TASK REQUIREMENTS -
Reproduce the entries exactly.

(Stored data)
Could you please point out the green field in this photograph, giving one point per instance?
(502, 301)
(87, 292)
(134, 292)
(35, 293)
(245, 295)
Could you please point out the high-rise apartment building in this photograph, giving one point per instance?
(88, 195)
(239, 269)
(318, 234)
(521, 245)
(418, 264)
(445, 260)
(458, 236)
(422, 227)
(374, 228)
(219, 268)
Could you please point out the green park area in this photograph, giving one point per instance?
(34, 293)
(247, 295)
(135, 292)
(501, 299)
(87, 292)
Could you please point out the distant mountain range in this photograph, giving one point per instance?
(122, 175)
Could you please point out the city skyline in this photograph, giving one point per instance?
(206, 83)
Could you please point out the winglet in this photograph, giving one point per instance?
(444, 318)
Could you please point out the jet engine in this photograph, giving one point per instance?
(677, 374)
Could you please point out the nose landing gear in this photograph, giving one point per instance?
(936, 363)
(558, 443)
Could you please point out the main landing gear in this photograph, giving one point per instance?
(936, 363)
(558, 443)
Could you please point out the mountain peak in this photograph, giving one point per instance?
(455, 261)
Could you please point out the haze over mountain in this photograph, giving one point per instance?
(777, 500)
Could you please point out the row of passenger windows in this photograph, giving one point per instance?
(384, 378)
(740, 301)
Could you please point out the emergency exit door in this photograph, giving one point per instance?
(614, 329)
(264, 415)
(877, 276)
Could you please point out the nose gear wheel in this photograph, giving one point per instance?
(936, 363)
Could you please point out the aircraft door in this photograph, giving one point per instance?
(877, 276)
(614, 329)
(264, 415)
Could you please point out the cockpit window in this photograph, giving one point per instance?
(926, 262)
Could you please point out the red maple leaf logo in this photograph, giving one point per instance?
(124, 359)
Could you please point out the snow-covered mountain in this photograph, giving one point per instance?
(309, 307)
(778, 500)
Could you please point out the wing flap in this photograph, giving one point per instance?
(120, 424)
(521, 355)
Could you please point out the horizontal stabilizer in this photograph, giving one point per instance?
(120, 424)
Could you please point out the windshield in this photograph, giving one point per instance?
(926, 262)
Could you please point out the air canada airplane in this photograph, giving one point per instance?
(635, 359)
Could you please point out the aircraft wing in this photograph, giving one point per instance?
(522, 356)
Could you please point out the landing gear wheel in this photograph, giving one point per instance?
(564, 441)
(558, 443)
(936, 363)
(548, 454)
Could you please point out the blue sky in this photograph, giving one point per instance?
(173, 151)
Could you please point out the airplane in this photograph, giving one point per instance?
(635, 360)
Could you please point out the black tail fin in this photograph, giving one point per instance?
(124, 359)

RESULT OF THIS EXERCISE -
Could you please point out the green field in this photograph, giving one point per instance?
(502, 301)
(87, 292)
(134, 292)
(35, 293)
(245, 295)
Could you please point out the high-rise apartment building in this photograph, giving one point per instance?
(88, 195)
(239, 269)
(318, 234)
(521, 245)
(418, 264)
(445, 260)
(458, 236)
(422, 227)
(374, 228)
(219, 268)
Could you please point out the green park area in this photograph, giving one point per instance?
(34, 293)
(247, 295)
(135, 292)
(501, 299)
(87, 292)
Could you please point out the distant mountain range in this photograph, giving one point per instance?
(122, 175)
Could you please point out the city skyline in this photograph, giving one point per instance?
(206, 83)
Could you please point out the winglet in this photograph, giving one point per instance?
(444, 318)
Could you please point out the jet engine in this photograph, giving one point per instance?
(677, 374)
Could you please point out the nose landing gear in this photograph, giving one point per instance?
(936, 363)
(558, 443)
Could you please point out the main landing gear in this photograph, giving one point per instance?
(936, 363)
(558, 443)
Could you please point out the mountain peak in this photograph, giving one point per instance?
(455, 261)
Could you please point out the haze over mountain in this photograph, giving one point per instance?
(777, 500)
Could you please point out the row of passenger windows in this photograph, giving one point per instance?
(384, 378)
(740, 301)
Could you please point out the emergency exit door in this photograph, giving one point per instance?
(614, 329)
(264, 415)
(877, 276)
Could you please point out the nose gear wheel in this photograph, giving one point per instance?
(936, 363)
Could you please point out the aircraft door in this photograph, giving one point per instance?
(877, 276)
(614, 329)
(264, 415)
Could you please point out the cockpit window in this photograph, giving one point per instance?
(926, 262)
Could you please point out the red maple leaf logo in this photograph, giving one point per instance?
(124, 359)
Could you please point out the snow-covered mountain in this photograph, giving one point per instance?
(309, 307)
(778, 500)
Could you please point out the wing flap in this photograph, giving one point per instance?
(120, 424)
(521, 355)
Could you please point out the horizontal stabilizer in this photograph, giving one point per instance?
(120, 424)
Could you please point out the windshield in this photograph, giving one point per instance?
(926, 262)
Could you please point out the air canada airplane in this photograph, giving one point per instance?
(635, 359)
Could you please point out the aircraft wing in this photograph, giving one point per instance?
(522, 356)
Could you please point out the landing gear wheel in this photograph, giving one point per instance?
(564, 441)
(558, 443)
(936, 363)
(548, 454)
Could you please point out the blue sky in this photograph, giving one point per instance?
(173, 151)
Could you please point out the airplane in this photograph, giving one point per instance?
(635, 360)
Could you please point out the black tail fin in this photograph, giving one point per instance?
(124, 359)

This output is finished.